§ SET TASK:
Locate every line in the records below that contains the string "statue" and copy each one. Case counts, so a line matches only if the capitalization is the same.

(Stored data entries)
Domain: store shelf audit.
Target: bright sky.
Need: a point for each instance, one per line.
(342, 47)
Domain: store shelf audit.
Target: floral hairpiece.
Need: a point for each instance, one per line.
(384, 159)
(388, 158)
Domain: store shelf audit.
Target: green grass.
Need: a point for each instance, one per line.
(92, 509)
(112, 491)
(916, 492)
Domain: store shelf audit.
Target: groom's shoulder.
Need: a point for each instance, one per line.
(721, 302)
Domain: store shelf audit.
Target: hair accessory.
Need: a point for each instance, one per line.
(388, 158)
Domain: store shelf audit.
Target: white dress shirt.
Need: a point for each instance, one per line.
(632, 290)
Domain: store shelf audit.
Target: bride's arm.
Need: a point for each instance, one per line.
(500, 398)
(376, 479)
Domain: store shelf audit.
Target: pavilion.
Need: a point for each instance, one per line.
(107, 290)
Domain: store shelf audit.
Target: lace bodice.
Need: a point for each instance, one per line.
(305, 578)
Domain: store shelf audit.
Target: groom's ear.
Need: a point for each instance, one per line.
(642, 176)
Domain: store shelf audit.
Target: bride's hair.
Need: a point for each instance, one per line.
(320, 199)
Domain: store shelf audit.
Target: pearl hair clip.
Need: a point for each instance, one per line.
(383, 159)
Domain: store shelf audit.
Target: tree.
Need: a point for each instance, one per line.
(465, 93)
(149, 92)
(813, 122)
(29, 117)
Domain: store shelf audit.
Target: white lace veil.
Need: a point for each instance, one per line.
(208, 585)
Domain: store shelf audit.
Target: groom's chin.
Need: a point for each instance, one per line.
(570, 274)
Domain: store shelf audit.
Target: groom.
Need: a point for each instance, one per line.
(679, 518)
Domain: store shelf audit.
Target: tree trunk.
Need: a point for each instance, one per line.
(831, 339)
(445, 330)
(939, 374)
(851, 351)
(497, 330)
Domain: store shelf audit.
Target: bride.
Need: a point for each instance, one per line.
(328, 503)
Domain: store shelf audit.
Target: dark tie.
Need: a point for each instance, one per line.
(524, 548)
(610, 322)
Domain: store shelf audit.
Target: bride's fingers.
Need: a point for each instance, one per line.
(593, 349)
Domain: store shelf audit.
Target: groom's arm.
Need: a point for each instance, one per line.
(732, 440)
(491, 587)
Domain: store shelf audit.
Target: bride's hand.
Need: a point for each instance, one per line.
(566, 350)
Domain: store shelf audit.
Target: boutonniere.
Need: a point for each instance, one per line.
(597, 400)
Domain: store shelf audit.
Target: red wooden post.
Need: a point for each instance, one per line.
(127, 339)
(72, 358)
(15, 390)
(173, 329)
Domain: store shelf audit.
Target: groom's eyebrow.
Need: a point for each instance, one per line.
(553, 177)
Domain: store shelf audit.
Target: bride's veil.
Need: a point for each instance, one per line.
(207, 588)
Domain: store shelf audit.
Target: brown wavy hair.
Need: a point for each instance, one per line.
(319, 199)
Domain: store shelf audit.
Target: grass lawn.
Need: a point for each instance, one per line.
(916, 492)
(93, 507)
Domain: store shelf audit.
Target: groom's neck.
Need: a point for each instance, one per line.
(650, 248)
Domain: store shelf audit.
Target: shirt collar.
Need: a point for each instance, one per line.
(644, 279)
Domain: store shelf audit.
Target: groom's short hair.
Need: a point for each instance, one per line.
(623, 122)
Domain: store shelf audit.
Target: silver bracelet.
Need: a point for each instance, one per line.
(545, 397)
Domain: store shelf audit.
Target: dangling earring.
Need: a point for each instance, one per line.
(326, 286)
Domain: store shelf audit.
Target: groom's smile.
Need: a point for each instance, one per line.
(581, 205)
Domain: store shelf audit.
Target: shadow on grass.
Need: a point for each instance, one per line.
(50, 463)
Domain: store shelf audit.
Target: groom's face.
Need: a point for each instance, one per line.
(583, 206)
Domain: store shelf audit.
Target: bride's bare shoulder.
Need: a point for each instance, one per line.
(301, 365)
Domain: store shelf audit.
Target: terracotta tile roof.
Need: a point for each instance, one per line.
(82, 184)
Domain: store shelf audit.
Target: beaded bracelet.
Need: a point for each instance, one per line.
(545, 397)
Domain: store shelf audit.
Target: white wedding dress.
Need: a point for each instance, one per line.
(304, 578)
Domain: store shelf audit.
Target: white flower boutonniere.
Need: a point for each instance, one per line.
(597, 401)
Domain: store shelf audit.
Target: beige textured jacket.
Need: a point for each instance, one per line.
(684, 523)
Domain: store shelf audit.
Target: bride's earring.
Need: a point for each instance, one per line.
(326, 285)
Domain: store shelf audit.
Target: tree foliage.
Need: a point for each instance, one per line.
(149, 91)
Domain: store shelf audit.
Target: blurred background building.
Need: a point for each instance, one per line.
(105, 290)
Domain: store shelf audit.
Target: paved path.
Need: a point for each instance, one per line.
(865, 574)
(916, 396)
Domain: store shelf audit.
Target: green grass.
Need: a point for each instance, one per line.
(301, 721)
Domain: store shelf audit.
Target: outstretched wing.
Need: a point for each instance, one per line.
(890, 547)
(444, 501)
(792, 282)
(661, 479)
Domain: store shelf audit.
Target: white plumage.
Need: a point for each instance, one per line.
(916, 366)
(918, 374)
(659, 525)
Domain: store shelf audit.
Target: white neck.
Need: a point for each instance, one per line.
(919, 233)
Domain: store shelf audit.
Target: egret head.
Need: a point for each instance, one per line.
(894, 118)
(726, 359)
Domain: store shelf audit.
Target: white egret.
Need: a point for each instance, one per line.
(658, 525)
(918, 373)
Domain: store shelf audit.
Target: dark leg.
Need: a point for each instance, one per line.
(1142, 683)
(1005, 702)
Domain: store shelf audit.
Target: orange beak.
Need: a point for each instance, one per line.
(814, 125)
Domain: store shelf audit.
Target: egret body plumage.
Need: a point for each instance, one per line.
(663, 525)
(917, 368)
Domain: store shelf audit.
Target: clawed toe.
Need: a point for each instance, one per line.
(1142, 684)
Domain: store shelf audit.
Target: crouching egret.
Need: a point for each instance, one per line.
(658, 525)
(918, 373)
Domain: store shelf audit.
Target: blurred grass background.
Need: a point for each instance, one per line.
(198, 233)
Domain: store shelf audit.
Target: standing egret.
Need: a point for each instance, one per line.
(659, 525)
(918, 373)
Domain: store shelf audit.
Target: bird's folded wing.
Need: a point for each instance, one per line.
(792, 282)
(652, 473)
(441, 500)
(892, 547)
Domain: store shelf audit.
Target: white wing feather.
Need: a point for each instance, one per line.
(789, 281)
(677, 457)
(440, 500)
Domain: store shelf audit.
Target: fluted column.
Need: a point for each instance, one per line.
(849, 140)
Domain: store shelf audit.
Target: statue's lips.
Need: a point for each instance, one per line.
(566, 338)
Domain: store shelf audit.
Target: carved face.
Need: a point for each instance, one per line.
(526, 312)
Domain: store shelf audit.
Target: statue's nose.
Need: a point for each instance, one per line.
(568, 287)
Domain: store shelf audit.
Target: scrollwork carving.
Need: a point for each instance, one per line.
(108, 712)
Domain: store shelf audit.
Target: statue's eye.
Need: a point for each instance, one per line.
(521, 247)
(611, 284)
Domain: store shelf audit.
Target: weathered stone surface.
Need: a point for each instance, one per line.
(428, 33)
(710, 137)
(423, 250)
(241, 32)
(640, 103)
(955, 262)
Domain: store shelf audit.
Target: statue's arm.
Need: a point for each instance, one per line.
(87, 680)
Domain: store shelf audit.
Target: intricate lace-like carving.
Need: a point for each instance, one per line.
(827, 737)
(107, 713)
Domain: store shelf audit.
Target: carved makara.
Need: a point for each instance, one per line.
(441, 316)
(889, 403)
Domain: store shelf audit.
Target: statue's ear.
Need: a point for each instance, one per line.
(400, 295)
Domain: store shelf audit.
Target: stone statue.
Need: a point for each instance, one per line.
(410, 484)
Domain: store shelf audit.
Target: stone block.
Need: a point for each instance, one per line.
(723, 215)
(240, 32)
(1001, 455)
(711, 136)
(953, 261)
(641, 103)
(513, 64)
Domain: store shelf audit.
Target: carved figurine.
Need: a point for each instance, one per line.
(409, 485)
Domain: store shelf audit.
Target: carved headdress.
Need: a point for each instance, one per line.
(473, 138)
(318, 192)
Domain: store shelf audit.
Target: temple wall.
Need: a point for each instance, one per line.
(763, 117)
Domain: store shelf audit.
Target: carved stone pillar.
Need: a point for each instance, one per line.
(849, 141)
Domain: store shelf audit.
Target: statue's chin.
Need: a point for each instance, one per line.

§ SOLVED PROBLEM:
Target: statue's lips.
Target: statue's nose.
Target: statue's eye.
Target: statue's arm.
Target: statue's ear.
Target: stone statue.
Target: statue's chin.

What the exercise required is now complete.